Monday, January 30, 2012

Cultural Tradition?

Hindu India and the countries of the Muslim world share a culture of male entitlement to female domination. The culture itself and the manifestations of institutionalized, culturized misogny are manifest and deeply engrained, from widows in India being burned alongside their husbands on funeral pyres, arranged marriages of girls to older men, abortion of female foetuses and killing of female infants, flinging of acid on women, and all manner of viciousness by the groom's family to express dissatisfaction with the bride's dowry.

In Muslim countries, the practise of honour killings, accepted by some governments as a legitimate way of dealing with wayward women who bring disgrace to their families and their tribes by not sufficiently adhering to the values of modest demeanour, conduct and dress, predates Islam. Yet the ancient practises of control of women in male-dominating countries where the patriarchy has been entrenched firmly over the millennia has been absorbed by Islam as well.

In Islam as well, young girls are given in marriage at a very young age, and often to elderly men. The girls and their mothers have no say in the matter of their marriage dispersal. Rural girls are commonly not given an education simply because they are female, intended to spend their lives cloistered, with garments completely shielding them from public view, bearing children, serving men, becoming expendable when they are barren.

==============================

> [WORK INSTRUCTIONS]
Please output the whole post on cultural tradition and the treatment of women word for word, with nothing changed.

Position identification records:
==============================

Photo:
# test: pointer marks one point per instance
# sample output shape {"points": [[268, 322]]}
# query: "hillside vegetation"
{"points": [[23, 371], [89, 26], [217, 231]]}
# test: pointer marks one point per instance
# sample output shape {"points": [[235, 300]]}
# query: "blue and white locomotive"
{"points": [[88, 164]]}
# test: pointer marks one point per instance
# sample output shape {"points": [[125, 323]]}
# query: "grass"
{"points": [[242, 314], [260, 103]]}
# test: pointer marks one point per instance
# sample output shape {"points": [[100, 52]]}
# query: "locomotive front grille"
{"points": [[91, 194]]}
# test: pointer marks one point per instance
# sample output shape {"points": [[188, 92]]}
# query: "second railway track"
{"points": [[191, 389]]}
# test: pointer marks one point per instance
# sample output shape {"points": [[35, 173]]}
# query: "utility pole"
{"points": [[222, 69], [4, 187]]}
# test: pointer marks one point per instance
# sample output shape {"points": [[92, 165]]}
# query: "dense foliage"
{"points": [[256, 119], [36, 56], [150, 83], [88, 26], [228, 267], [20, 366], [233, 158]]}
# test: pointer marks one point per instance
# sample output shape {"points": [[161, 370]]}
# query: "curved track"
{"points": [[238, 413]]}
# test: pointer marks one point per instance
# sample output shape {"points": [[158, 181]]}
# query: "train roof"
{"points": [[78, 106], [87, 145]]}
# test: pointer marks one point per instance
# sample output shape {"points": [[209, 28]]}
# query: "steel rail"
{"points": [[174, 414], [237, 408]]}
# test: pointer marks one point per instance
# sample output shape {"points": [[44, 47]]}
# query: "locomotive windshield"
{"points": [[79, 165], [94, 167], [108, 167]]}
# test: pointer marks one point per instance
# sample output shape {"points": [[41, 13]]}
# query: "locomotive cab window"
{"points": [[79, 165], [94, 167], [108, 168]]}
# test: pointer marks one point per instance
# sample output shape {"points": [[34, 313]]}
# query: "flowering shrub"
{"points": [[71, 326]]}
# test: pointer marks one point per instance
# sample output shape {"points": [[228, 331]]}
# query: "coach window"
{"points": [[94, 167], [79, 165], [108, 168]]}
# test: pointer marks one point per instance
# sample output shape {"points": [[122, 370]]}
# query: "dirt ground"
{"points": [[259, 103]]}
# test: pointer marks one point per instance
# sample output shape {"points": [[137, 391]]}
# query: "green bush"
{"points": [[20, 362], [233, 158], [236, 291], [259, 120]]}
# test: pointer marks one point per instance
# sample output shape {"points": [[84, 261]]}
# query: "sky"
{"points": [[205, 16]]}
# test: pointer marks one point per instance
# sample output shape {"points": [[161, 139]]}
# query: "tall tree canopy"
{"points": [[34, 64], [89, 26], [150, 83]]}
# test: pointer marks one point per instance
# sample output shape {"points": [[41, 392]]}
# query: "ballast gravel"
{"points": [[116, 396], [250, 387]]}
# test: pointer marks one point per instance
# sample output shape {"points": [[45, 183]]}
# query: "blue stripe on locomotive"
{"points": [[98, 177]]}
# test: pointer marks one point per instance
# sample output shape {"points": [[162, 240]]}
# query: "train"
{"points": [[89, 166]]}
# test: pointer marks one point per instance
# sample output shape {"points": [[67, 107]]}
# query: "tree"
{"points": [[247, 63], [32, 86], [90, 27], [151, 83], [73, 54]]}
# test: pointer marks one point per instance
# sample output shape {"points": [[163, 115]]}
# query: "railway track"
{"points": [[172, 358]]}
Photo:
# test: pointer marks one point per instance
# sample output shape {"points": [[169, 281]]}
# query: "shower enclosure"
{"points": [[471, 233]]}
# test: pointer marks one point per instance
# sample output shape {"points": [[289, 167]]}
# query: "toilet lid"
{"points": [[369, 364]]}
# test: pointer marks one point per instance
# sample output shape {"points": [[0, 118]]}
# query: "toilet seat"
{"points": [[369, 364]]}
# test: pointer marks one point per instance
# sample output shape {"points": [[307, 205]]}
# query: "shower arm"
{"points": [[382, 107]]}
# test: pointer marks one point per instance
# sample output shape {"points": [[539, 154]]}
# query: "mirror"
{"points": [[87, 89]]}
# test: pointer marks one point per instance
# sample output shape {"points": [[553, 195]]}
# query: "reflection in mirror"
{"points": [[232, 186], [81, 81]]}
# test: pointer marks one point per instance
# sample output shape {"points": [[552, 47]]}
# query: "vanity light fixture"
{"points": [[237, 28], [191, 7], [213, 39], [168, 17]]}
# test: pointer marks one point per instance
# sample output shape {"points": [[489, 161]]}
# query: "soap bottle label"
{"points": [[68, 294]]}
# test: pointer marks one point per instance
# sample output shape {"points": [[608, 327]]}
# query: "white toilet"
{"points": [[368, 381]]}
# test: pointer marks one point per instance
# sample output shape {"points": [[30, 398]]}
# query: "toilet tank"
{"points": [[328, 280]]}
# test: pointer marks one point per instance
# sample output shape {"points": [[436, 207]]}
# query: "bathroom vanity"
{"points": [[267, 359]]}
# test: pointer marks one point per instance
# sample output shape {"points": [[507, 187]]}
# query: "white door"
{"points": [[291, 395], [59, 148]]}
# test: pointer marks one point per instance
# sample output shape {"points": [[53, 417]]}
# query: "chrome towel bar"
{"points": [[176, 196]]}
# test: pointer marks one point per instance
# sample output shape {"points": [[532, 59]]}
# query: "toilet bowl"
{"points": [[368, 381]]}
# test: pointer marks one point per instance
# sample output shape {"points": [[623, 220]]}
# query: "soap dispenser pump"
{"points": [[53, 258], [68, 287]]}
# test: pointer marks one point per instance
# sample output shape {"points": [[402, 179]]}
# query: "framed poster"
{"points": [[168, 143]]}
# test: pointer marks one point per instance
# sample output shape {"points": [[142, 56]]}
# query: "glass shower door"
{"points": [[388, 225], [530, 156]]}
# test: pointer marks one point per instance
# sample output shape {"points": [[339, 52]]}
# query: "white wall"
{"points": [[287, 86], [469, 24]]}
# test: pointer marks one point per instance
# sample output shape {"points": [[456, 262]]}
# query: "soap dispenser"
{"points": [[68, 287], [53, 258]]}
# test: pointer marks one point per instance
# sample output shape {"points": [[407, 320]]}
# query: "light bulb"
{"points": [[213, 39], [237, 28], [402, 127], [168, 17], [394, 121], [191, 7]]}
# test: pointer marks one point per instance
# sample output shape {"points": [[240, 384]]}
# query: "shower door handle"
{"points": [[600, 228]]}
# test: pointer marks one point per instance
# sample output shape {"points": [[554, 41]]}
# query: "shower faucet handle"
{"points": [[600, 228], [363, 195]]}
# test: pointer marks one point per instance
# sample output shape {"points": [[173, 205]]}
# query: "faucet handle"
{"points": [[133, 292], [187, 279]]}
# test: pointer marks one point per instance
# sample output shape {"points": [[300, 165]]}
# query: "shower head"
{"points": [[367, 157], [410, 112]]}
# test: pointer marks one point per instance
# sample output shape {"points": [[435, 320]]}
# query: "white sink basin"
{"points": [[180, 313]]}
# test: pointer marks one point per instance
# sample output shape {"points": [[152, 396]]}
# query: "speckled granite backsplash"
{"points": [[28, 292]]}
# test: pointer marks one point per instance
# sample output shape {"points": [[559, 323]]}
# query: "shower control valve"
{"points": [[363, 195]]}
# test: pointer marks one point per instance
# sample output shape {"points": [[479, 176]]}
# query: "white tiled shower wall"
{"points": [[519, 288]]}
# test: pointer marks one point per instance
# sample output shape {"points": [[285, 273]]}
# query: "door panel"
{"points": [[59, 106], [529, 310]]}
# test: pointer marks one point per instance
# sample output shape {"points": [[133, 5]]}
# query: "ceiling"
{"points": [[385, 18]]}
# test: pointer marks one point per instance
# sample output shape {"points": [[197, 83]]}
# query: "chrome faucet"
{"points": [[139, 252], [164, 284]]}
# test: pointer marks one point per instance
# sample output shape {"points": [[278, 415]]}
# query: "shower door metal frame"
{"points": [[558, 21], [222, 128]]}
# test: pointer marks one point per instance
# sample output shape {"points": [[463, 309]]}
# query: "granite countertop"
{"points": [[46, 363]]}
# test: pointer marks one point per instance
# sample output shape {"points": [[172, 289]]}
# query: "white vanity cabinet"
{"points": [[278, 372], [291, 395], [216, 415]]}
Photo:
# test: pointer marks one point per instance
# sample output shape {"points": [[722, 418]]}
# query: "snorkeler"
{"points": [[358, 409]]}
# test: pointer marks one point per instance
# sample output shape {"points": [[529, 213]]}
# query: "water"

==============================

> [THE SOLUTION]
Monday, January 30, 2012

Cultural Tradition?

Hindu India and the countries of the Muslim world share a culture of male entitlement to female domination. The culture itself and the manifestations of institutionalized, culturized misogny are manifest and deeply engrained, from widows in India being burned alongside their husbands on funeral pyres, arranged marriages of girls to older men, abortion of female foetuses and killing of female infants, flinging of acid on women, and all manner of viciousness by the groom's family to express dissatisfaction with the bride's dowry.

In Muslim countries, the practise of honour killings, accepted by some governments as a legitimate way of dealing with wayward women who bring disgrace to their families and their tribes by not sufficiently adhering to the values of modest demeanour, conduct and dress, predates Islam. Yet the ancient practises of control of women in male-dominating countries where the patriarchy has been entrenched firmly over the millennia has been absorbed by Islam as well.

In Islam as well, young girls are given in marriage at a very young age, and often to elderly men. The girls and their mothers have no say in the matter of their marriage dispersal. Rural girls are commonly not given an education simply because they are female, intended to spend their lives cloistered, with garments completely shielding them from public view, bearing children, serving men, becoming expendable when they are barren.